About this task: Show, in full, each line of the data that contains "segment".

Data for this task:
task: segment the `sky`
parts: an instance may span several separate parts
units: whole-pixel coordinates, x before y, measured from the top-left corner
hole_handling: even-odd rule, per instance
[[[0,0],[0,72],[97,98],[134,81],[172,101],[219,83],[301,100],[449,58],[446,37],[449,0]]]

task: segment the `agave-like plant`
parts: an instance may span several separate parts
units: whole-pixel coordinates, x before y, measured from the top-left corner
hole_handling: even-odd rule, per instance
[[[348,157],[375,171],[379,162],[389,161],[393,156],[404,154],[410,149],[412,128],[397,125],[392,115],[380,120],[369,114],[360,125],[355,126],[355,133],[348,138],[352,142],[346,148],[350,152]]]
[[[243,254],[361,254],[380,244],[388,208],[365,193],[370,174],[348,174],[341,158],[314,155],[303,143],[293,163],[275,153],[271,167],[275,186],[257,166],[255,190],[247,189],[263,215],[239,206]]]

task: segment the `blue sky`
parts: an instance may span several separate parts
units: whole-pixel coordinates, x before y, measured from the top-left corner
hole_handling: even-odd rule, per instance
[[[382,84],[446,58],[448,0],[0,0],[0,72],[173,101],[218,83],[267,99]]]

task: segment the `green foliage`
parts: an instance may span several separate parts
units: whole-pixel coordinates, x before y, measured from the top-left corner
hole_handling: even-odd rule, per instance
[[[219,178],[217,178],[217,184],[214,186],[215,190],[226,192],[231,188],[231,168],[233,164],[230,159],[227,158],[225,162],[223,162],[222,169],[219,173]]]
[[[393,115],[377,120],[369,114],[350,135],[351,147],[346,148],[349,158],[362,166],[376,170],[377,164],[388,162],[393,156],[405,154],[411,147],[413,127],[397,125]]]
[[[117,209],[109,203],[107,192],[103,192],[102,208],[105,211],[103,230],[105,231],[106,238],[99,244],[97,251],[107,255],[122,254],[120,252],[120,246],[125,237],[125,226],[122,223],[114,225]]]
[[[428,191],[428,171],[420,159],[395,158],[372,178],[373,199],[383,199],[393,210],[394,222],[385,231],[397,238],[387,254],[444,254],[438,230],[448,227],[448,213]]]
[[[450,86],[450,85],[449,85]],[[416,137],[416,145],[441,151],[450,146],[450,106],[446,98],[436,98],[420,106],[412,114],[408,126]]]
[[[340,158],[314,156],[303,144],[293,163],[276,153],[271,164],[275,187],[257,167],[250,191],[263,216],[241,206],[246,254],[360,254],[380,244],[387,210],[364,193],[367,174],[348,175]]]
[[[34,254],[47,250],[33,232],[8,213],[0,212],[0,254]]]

Output:
task: segment the `sky`
task: segment the `agave-like plant`
task: segment the `blue sky`
task: segment the `green foliage`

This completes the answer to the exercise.